» RECORDS TO USE:

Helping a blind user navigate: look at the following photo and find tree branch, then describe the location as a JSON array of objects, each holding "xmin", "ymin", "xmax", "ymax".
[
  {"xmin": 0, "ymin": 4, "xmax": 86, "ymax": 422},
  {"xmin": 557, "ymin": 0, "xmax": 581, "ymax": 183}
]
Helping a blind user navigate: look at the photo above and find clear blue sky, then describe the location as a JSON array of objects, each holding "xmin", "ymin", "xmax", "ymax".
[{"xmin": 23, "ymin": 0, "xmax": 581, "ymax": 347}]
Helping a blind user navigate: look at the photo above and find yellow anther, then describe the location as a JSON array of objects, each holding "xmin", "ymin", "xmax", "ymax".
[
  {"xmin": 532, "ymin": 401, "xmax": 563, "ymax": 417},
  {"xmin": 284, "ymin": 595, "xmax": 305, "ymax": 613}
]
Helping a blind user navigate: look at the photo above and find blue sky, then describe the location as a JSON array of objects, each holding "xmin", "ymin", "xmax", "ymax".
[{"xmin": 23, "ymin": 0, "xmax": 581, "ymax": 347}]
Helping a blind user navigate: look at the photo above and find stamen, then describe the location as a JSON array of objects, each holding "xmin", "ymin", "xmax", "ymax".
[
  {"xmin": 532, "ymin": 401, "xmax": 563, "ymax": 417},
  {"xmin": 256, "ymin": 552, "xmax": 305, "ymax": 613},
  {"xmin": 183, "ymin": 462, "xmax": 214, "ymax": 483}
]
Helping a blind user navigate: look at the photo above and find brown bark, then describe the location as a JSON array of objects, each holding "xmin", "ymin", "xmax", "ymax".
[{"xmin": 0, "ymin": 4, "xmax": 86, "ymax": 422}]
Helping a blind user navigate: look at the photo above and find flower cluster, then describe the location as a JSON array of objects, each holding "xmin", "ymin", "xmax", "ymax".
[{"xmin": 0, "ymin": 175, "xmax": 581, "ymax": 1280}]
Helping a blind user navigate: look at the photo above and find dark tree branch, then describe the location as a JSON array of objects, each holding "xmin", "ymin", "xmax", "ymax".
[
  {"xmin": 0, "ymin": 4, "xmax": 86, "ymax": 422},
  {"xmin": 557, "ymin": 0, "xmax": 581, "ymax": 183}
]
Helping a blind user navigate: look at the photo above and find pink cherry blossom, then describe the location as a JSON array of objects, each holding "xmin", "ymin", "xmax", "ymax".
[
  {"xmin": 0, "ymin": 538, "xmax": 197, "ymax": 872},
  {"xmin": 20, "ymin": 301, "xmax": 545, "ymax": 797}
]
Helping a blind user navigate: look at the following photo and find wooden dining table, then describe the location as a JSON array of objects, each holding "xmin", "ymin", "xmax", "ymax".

» WHAT TO WORK ON: Repeat all of the entries above verbatim, from the first to the last.

» SOLUTION TO THIS PROBLEM:
Helping a blind user navigate: look at the following photo and find tree branch, then describe the location as a JSON array of objects, each holding "xmin", "ymin", "xmax", "ymax".
[
  {"xmin": 0, "ymin": 4, "xmax": 86, "ymax": 422},
  {"xmin": 557, "ymin": 0, "xmax": 581, "ymax": 183}
]
Helping a blind user navigate: look at the photo above and find clear blue sky, then describe the location as a JSON array of objects, each holding "xmin", "ymin", "xmax", "ymax".
[{"xmin": 23, "ymin": 0, "xmax": 581, "ymax": 347}]
Helping a blind user navigate: look at the photo above and find yellow anther, then describe the location as a JSON array of objects, each holding "xmin", "ymin", "xmax", "ymax".
[
  {"xmin": 532, "ymin": 401, "xmax": 563, "ymax": 417},
  {"xmin": 284, "ymin": 595, "xmax": 305, "ymax": 613}
]
Helping a blind user navigate: look at the photo above and find blue sky, then describe the location as a JSON array of objects, each holding "xmin", "ymin", "xmax", "ymax".
[{"xmin": 23, "ymin": 0, "xmax": 581, "ymax": 347}]
Helping a blind user navigate: look at the photo above and find stamen, then describe the location as a JSON array of objects, each holding "xmin", "ymin", "xmax", "ymax".
[
  {"xmin": 532, "ymin": 401, "xmax": 563, "ymax": 417},
  {"xmin": 256, "ymin": 552, "xmax": 305, "ymax": 613},
  {"xmin": 183, "ymin": 462, "xmax": 214, "ymax": 483}
]
Helping a blind user navigate: look at the photo above and find brown bark, then describe the location as a JSON array of objects, each holding "xmin", "ymin", "xmax", "ymax".
[{"xmin": 0, "ymin": 4, "xmax": 86, "ymax": 422}]
Helping a blind user navigate: look at the photo above and find flower cluster, then describe the location as a JSON array of objects, each holding "xmin", "ymin", "xmax", "ymax".
[{"xmin": 0, "ymin": 175, "xmax": 581, "ymax": 1280}]
Helping a blind user navigate: look at the photo above and find dark tree branch, then describe the location as a JSON array of objects, each holding "xmin", "ymin", "xmax", "ymax".
[
  {"xmin": 0, "ymin": 4, "xmax": 86, "ymax": 422},
  {"xmin": 557, "ymin": 0, "xmax": 581, "ymax": 183}
]
Helping a blind user navigate: look at the photo above and find pink cherry blossom, then describe the location as a JSON array of objects, each holding "xmin", "ymin", "xmax", "ymax".
[
  {"xmin": 0, "ymin": 538, "xmax": 197, "ymax": 872},
  {"xmin": 20, "ymin": 301, "xmax": 545, "ymax": 797}
]
Helping a blind user navigate: look at the following photo and find wooden dining table, then describe the location as a JSON array of objects, each holding "xmin", "ymin", "xmax", "ymax".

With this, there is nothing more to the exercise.